▶ [Task description]: Give the data below again exactly as written, without its pictures.

___ Dataset extract ___

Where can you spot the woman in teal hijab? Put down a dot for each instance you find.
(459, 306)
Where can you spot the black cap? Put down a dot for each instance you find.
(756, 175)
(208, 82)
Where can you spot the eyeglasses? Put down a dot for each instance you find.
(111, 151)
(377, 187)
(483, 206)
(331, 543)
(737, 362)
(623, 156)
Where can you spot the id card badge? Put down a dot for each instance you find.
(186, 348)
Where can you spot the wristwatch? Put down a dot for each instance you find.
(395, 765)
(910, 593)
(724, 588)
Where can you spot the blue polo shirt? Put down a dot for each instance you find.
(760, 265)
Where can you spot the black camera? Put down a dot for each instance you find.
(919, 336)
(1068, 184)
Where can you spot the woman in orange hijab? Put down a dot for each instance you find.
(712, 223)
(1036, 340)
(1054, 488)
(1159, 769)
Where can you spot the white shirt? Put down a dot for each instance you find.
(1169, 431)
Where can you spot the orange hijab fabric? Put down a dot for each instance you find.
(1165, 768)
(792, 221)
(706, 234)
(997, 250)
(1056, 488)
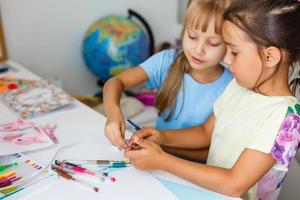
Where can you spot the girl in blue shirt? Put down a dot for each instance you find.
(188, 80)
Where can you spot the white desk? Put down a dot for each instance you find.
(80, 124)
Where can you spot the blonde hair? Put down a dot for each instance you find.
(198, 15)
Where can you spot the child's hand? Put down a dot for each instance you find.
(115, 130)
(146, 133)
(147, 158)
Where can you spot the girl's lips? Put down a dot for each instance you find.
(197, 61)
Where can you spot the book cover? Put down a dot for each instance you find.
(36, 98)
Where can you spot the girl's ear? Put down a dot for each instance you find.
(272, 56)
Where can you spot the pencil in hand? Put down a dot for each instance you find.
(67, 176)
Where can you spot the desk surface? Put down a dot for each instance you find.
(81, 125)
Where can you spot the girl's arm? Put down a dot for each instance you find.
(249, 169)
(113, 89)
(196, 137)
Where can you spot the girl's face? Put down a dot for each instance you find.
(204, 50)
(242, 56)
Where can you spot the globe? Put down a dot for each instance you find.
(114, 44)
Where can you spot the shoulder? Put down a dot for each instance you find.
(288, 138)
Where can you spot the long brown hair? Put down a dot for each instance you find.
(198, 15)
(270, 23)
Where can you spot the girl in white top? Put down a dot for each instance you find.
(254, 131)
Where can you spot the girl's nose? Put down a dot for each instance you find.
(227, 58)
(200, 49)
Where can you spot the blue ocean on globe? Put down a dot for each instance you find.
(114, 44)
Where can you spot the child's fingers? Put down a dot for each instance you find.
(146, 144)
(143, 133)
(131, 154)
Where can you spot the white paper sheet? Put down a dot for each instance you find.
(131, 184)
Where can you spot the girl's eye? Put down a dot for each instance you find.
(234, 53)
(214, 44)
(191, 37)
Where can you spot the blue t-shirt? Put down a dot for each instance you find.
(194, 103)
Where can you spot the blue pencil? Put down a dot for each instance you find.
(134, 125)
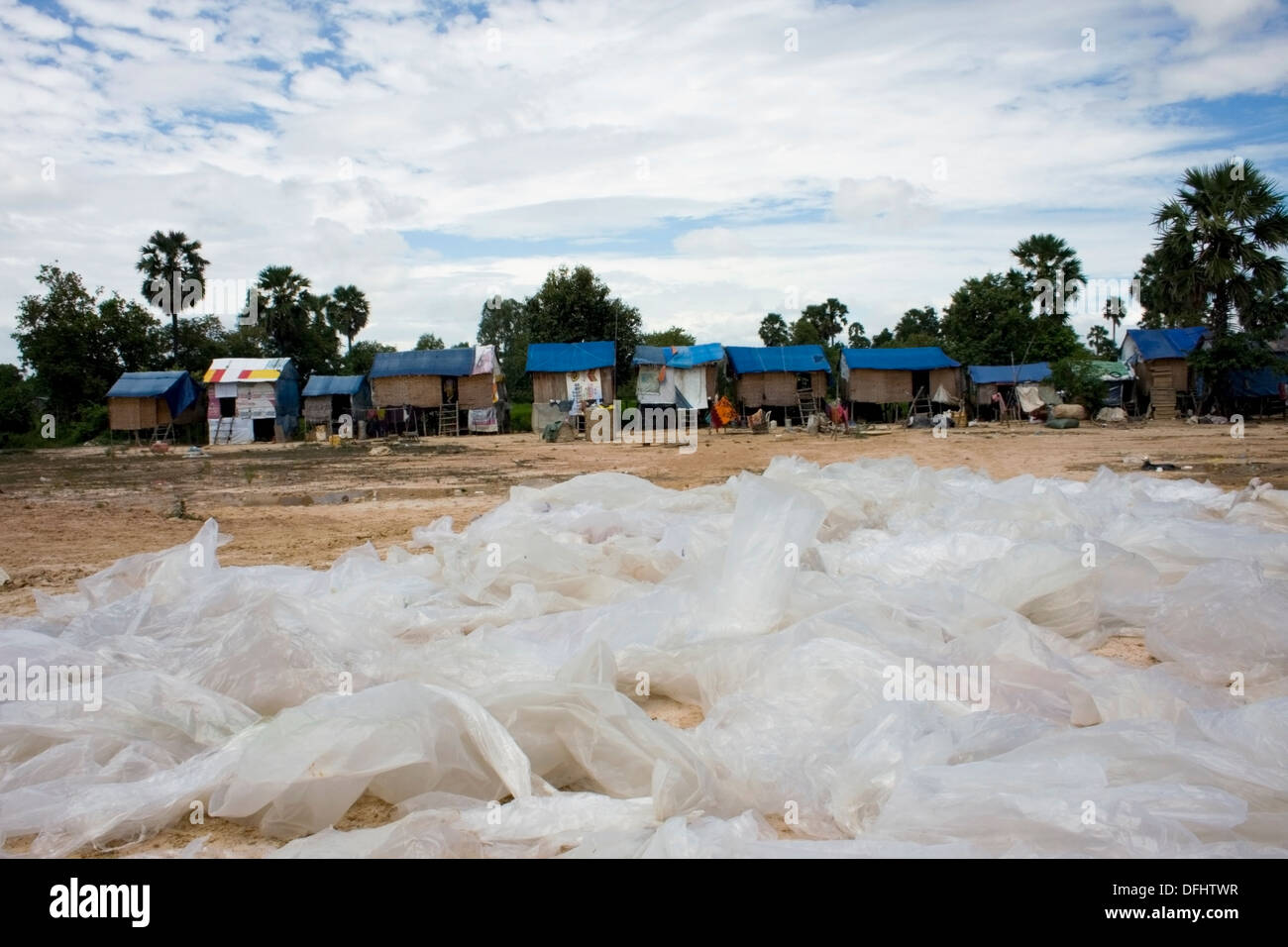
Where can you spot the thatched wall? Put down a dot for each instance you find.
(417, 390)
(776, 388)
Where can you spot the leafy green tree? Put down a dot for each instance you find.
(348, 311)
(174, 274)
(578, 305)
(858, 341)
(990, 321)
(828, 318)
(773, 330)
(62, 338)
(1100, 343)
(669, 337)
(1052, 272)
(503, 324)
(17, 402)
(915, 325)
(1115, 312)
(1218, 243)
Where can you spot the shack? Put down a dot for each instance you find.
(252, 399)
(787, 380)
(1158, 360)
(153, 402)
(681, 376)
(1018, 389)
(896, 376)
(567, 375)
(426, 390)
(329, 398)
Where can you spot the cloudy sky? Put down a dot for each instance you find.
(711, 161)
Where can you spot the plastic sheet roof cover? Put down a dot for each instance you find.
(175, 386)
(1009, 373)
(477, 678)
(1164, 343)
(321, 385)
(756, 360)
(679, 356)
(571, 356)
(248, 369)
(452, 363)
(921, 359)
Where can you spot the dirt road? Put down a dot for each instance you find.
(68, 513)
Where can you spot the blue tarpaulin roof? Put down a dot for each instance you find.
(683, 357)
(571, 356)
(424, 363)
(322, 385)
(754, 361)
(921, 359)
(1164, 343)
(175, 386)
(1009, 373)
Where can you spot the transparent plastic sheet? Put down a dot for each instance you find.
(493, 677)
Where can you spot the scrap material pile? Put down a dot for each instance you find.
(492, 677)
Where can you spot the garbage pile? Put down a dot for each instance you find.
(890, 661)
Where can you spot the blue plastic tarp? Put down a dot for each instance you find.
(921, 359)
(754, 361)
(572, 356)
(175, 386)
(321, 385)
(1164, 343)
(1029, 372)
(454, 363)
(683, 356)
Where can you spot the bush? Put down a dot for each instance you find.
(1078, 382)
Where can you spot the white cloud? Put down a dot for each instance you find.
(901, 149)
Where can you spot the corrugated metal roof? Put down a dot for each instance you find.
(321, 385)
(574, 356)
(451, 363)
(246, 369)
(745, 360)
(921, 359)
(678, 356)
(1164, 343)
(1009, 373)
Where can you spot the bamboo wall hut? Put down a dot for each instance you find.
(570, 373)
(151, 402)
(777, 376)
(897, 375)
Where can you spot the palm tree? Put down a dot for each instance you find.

___

▶ [Expected answer]:
Where can you spot the woman in teal hijab? Put down a dot for each instance you find.
(459, 306)
Where can you spot the black cap? Put down a dot for each instance you find.
(756, 175)
(208, 82)
Where can you spot the eyeglasses? Put down a dot for each instance you find.
(111, 151)
(377, 187)
(483, 206)
(331, 543)
(737, 362)
(623, 156)
Where can you spot the id card badge? Put down a dot for each instance you find.
(186, 348)
Where can you spot the wristwatch? Put down a dot for each instance you find.
(395, 765)
(910, 593)
(724, 588)
Where can you spot the blue polo shirt? Put down a dot for each instance you find.
(760, 265)
Where can you spot the black camera? Put down a dot for each instance you find.
(919, 336)
(1068, 184)
Where can you spot the woman in orange hijab? Put down a dot for each instance you find.
(712, 223)
(1036, 340)
(1054, 488)
(1159, 769)
Where can you spot the white shirt? Put down a dot for each instance you find.
(1169, 431)
Where can you spot the orange hijab fabric? Put down a dot for each instance you find.
(1165, 768)
(792, 221)
(706, 234)
(997, 250)
(1056, 488)
Where can you spot the girl in blue shirt? Put down a dot for each instance you find.
(188, 80)
Where can you spot the white desk? Put down a dot for each instance you find.
(80, 124)
Where can you spot the blonde hair? Put down a dot for each instance you find.
(198, 15)
Where can you spot the child's hand? Put down a dot for each instance you find.
(115, 130)
(146, 133)
(147, 158)
Where can you spot the girl's lips? Put down a dot for each instance you find.
(197, 61)
Where can you spot the book cover? Put down a dot for each instance you find.
(36, 98)
Where can you spot the girl's ear? Put down a dot for each instance you find.
(272, 56)
Where can you spot the pencil in hand? Put down a dot for each instance you find.
(67, 176)
Where can you spot the desk surface? Put down a dot for each instance you find.
(81, 125)
Where can you spot the girl's arm? Put down a dot for each instance you find.
(249, 169)
(113, 89)
(196, 137)
Where can you spot the girl's face? Put down a dot for each instance you find.
(204, 50)
(242, 56)
Where can you spot the globe? Put down a dot for each instance you find.
(114, 44)
Where can you spot the shoulder? Put down a dot for each instance you find.
(288, 138)
Where can you spot the long brown hair? Put down a dot for each instance you find.
(198, 15)
(270, 23)
Where can you spot the girl in white top? Put down a dot for each instance you find.
(254, 131)
Where can you spot the girl's nose? Put down a dot for each instance you find.
(227, 58)
(200, 49)
Where can you spot the blue ocean on globe? Put down a dot for each instance you find.
(114, 44)
Where can you spot the child's fingers? Put down a dot for each instance you find.
(146, 144)
(143, 133)
(131, 154)
Where can you spot the white paper sheet? Put down a dot for each instance you find.
(131, 184)
Where can you spot the girl's eye? Put down a dot for each instance you find.
(234, 53)
(214, 44)
(191, 37)
Where can you spot the blue t-shirt? Put down a dot for each instance you find.
(194, 103)
Where can you spot the blue pencil? Put down a dot for each instance you find.
(134, 125)
Where can you spot the thatched wall? Put down a dot for each instance you find.
(417, 390)
(776, 388)
Where can you spot the leafy green tree? Put down a dot for each instance you find.
(348, 311)
(174, 274)
(578, 305)
(858, 341)
(990, 321)
(828, 318)
(773, 330)
(62, 338)
(1100, 343)
(669, 337)
(1052, 272)
(503, 324)
(17, 402)
(915, 325)
(1115, 312)
(1218, 243)
Where can you spot the shack? Put down a dot for each instance you find.
(252, 399)
(787, 380)
(1158, 360)
(153, 402)
(681, 376)
(1018, 389)
(896, 376)
(567, 375)
(426, 390)
(329, 398)
Where can you spot the cloudy sky? Put down a dot for each instance you find.
(711, 161)
Where can you spot the plastic sheet roof cover? Put down a dot for each instance you find.
(175, 386)
(1009, 373)
(477, 678)
(1164, 343)
(321, 385)
(756, 360)
(679, 356)
(571, 356)
(248, 369)
(452, 363)
(921, 359)
Where can you spot the dirt road? Put down a dot for each instance you find.
(68, 513)
Where can you spot the blue tarpaulin roof? Put down a dot for each instance you find.
(683, 357)
(571, 356)
(424, 363)
(322, 385)
(754, 361)
(921, 359)
(1164, 343)
(175, 386)
(1009, 373)
Where can you spot the transparent plastic sheet? Put down a dot for each instance you find.
(493, 677)
Where can you spot the scrap material pile? Put down a dot for each instance you find.
(492, 677)
Where can you spot the garbage pile? Put down a dot for each instance you find.
(890, 661)
Where can you spot the blue plastic tarp? Put down a dot for each instance you find.
(921, 359)
(754, 361)
(572, 356)
(175, 386)
(321, 385)
(1164, 343)
(1029, 372)
(454, 363)
(683, 356)
Where can you spot the bush? Put down a dot for each instance you find.
(1078, 382)
Where can you spot the white cloud? Put down a dot for each instance you find.
(901, 149)
Where can you spot the corrugated metal roof? Put down a dot for each instance you find.
(321, 385)
(574, 356)
(451, 363)
(246, 369)
(745, 360)
(921, 359)
(678, 356)
(1164, 343)
(1009, 373)
Where can you spot the bamboo wall hut? Put down a dot for each instance you find.
(570, 373)
(151, 402)
(777, 376)
(897, 375)
Where can you spot the palm tree? Put down a dot for each instance you find.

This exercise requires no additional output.